- _引用原文_:
%%
3,对"a"的CDentry加xlock,是因为之后要去给CDentry中的linkage_t填充内容(CInode指针之类)
4,在之后也会去对CInode的versionlock加wrlock,是因为要去修改CInode中inode_t的version;对"/"的CInode的nestlock也加wrlock。
Locker::acquire_locks函数代码有好几百行,我把它分了3个步骤。
第一个步骤是整理xlocks、wrlock和rdlocks,因为这三个要加锁的set里面,可能有重复的lock,所以要把所有的lock放入一个整体的set中(sorted)。先遍历xlocks,将"a"的CDentry中的lock放入sorted中,将"a"的CDentry放入mustpin中,并且将"a"的CDentry的versionlock放入wrlocks中;接下来遍历wrlocks,将"a"的CDentry的versionlock和"test"的CInode的filelock和nestlock放入sorted中,并且将"test"的CInode放入mustpin中;遍历rdlocks,将"a"CDentry的lock,"test"CInode的authlock、snaplock,和"/"的CInode的snaplock放入sorted中,并将"/"的CInode加入mustpin中。代码如下
bool Locker::acquire_locks(MDRequestRef& mdr, set<SimpleLock*> &rdlocks, set<SimpleLock*> &wrlocks, set<SimpleLock*> &xlocks,
map<SimpleLock*,mds_rank_t> *remote_wrlocks, CInode *auth_pin_freeze, bool auth_pin_nonblock)
{ // remote_wrlocks = NULL, auth_pin_freeze = NULL, auth_pin_nonblock = false
client_t client = mdr->get_client();
set<SimpleLock*, SimpleLock::ptr_lt> sorted; // sort everything we will lock
set<MDSCacheObject*> mustpin; // items to authpin
// xlocks,遍历xlocks,此时xlocks只有一个,就是“a”的CDentry的lock
for (set<SimpleLock*>::iterator p = xlocks.begin(); p != xlocks.end(); ++p) {
sorted.insert(lock); // 将"a"的CDentry中的lock放入sorted中
mustpin.insert(lock->get_parent()); // 将CDentry放入mustpin中
// augment xlock with a versionlock?
%%
- _提供材料_:
%%
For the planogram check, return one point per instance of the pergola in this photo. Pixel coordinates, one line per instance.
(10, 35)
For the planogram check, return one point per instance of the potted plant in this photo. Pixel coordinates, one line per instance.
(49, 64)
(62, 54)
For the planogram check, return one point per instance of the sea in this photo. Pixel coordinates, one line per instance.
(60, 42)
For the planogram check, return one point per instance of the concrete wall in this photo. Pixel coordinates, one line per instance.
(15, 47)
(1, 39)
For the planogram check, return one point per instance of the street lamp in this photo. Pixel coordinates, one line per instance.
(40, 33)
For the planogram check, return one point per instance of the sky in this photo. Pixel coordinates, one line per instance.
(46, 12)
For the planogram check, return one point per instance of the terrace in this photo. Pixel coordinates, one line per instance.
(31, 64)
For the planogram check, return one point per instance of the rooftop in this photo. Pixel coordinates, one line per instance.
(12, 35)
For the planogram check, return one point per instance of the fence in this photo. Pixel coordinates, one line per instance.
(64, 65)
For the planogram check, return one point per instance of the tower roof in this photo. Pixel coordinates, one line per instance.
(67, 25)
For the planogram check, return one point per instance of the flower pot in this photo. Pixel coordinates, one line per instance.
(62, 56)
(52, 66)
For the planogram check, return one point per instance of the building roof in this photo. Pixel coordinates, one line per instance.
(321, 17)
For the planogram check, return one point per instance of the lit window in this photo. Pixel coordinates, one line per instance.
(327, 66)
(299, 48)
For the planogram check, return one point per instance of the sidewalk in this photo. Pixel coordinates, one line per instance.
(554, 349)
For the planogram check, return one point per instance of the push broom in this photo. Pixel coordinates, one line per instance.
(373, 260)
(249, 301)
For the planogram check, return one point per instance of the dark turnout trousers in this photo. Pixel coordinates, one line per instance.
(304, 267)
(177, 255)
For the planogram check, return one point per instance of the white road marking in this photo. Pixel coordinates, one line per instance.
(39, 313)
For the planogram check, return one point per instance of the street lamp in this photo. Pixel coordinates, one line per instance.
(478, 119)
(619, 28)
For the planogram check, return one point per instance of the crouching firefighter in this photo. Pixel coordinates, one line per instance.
%%
%%
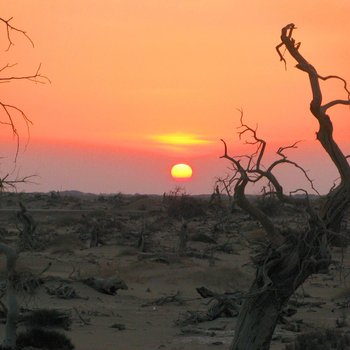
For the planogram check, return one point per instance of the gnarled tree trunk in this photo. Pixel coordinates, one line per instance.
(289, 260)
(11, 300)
%%
- _要做的事_:
按引用原文的说法,作者把Locker::acquire_locks函数分成了几个步骤?

- _完成结果_:
分成了3个步骤。